PROBLEM DESCRIPTION: Rewrite the records below from the line containing "Return one point for each instance of the red tail" through the final line, and leave out everything before that line. Keep every request line as it is, and replace each coordinate value in the answers with that value multiplied by 2.6 and rounded to the nearest whole number, with halves rounded up.

ENTRIES SUPPLIED:
↓↓↓
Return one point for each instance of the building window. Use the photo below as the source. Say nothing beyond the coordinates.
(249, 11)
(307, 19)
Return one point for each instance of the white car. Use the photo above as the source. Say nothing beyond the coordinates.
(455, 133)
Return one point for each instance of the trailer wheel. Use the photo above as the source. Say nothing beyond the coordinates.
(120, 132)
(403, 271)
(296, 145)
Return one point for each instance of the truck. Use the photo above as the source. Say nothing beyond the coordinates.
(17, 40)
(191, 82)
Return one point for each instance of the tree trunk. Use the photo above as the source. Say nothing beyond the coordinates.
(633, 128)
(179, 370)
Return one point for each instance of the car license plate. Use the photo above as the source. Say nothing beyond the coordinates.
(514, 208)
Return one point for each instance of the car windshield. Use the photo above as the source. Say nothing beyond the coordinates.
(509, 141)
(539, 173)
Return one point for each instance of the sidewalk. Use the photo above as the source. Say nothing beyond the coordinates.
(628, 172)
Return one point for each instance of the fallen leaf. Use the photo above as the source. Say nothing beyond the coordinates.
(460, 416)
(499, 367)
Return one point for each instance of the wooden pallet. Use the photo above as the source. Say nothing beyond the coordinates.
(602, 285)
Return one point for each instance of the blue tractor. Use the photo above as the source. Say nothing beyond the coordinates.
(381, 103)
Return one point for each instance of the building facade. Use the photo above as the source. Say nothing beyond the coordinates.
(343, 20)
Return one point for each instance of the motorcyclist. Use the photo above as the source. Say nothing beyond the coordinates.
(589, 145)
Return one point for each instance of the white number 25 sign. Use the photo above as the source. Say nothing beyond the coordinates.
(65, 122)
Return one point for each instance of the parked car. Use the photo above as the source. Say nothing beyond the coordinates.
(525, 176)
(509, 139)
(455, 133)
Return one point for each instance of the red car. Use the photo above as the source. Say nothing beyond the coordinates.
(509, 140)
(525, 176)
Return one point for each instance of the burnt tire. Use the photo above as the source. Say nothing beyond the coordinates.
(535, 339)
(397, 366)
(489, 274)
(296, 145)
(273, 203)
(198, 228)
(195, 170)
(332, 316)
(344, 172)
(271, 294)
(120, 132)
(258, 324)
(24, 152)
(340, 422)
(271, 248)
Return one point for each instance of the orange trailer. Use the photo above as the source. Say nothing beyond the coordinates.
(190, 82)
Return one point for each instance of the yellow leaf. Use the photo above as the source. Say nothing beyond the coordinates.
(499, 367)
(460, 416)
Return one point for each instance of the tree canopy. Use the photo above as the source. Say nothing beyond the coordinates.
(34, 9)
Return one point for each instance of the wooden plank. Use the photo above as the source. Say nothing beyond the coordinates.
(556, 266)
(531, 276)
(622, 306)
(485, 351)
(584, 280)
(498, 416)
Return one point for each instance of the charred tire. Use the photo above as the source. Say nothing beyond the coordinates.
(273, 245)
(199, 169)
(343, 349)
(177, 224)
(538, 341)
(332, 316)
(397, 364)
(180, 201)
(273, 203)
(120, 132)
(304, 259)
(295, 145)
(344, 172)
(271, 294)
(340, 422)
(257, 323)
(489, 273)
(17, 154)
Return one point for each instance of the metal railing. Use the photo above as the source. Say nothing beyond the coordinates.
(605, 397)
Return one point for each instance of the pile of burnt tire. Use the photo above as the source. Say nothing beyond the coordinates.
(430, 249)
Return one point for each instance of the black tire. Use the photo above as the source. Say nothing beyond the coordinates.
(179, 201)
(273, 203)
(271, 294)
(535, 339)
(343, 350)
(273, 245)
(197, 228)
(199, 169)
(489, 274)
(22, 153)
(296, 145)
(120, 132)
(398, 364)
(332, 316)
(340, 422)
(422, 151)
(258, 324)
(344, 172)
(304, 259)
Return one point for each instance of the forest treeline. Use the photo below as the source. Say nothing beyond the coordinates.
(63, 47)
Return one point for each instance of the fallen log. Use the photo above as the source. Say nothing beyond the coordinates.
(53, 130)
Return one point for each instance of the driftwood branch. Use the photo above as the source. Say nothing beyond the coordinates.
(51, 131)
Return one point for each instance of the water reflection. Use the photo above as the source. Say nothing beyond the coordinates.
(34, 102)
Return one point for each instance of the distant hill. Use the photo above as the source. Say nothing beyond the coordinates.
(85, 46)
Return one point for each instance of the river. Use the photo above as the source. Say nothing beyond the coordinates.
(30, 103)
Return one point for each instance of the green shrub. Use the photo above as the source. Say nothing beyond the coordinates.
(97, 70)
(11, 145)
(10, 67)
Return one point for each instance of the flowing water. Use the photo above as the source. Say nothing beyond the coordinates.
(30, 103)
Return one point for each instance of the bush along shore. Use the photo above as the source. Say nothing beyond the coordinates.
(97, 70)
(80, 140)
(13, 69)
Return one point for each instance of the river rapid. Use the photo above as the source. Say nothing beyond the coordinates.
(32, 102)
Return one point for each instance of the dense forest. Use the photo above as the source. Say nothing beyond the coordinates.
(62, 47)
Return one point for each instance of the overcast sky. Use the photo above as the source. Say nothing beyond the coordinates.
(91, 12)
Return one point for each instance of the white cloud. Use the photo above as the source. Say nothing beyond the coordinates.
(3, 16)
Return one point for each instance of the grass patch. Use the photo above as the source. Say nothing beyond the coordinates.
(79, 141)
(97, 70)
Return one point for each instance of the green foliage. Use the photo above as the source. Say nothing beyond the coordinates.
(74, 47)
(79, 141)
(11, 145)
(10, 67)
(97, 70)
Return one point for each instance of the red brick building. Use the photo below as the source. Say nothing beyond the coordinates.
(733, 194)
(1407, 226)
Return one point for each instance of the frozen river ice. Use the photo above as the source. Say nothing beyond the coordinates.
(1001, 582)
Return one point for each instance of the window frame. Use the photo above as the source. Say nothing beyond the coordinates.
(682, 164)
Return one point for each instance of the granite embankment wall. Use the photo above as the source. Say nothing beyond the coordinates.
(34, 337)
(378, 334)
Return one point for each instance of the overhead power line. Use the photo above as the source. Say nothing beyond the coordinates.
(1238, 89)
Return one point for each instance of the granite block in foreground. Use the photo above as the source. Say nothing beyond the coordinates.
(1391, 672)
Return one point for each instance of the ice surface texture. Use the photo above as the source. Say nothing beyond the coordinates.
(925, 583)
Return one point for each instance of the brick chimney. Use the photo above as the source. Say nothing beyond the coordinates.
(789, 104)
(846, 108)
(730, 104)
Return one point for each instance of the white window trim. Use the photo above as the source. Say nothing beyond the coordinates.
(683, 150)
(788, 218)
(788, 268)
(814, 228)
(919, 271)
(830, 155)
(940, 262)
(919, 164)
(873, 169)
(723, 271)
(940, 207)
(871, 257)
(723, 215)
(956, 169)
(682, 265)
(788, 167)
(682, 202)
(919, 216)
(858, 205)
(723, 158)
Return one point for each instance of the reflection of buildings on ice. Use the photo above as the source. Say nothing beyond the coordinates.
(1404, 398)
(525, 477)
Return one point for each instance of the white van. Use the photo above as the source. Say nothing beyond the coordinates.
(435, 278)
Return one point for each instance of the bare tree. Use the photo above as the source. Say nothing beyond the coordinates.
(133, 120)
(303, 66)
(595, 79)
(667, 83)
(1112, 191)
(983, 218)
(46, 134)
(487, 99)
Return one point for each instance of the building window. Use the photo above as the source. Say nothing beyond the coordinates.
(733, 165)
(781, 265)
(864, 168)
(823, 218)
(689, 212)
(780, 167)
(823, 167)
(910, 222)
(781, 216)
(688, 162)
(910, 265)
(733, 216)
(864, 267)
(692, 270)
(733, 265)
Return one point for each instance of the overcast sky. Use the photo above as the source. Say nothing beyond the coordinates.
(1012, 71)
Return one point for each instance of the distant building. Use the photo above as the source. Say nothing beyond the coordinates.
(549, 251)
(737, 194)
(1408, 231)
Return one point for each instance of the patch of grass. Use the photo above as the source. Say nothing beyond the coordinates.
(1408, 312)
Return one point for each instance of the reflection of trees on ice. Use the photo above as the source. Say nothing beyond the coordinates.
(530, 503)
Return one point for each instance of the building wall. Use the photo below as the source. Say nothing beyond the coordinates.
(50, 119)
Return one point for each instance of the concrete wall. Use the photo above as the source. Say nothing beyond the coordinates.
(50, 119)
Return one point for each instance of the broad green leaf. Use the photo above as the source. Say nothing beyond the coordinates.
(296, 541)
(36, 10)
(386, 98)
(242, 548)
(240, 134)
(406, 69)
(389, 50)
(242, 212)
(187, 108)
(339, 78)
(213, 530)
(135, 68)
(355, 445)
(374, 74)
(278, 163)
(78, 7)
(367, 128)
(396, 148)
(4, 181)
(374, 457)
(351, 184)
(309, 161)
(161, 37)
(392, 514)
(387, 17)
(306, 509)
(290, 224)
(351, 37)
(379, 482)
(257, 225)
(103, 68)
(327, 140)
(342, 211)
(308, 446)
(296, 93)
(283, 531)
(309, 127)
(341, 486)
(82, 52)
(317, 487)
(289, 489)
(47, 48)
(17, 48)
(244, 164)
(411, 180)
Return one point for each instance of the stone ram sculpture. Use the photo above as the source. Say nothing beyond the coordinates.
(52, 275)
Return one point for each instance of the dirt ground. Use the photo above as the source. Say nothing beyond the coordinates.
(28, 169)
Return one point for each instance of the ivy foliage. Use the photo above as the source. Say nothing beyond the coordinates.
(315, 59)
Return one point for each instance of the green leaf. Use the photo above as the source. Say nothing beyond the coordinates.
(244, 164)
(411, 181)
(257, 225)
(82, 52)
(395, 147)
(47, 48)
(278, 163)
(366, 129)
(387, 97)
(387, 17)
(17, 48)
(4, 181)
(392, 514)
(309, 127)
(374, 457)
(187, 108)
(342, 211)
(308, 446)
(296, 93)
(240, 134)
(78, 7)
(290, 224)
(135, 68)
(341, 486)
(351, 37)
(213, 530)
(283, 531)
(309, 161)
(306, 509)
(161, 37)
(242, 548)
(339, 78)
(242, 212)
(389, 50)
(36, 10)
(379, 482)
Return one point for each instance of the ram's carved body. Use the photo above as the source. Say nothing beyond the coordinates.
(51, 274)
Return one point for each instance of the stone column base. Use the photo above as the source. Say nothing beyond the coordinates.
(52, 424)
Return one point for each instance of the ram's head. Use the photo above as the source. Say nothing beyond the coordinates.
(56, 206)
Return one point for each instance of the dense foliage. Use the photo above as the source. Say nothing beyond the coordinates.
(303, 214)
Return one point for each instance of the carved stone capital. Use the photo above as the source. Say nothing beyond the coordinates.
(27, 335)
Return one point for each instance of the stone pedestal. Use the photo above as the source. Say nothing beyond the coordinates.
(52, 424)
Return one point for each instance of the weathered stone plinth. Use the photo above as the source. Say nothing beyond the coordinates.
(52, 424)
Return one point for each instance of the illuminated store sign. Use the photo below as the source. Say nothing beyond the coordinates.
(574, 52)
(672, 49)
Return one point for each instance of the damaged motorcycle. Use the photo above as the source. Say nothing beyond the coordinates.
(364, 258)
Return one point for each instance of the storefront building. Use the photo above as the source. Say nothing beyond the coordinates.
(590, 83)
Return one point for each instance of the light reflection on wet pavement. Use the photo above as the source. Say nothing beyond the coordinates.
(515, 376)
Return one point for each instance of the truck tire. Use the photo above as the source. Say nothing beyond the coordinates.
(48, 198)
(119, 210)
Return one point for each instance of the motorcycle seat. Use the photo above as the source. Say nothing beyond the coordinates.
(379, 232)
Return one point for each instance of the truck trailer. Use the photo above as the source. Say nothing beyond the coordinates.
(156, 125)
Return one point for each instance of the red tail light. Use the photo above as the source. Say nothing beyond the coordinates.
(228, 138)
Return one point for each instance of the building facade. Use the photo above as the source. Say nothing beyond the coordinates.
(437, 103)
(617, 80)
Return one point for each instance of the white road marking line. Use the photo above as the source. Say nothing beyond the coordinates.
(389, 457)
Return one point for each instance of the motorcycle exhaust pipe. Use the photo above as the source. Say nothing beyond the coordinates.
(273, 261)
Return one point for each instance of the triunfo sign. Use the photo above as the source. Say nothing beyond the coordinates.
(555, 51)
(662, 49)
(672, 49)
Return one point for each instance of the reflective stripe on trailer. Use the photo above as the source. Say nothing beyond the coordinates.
↑↑↑
TASK SOLUTION:
Return one point for each instance of the red tail light. Use the photo above as the source. Say nothing beyond the coordinates.
(593, 359)
Return one point for each instance of the building facade. Use the photo above as the source. Say nothing beyond the coordinates.
(1136, 268)
(1604, 208)
Return one point for each instance of the white road marking line. Use the photo above as the source. Say nothing beyond the coordinates.
(1011, 1188)
Return one point for each instance of the motorcycle exhaust pipe. Use the photo above as the source. Say nothing beyond the coordinates.
(710, 679)
Return one point for each instance of the triunfo sign. Use the photo above as the source. Say nothing beyond the coordinates.
(1443, 133)
(1721, 127)
(1747, 127)
Return one point for each instance of the reflective stripe on trailer. Use the photo above as the source. Say nothing beyond the coordinates.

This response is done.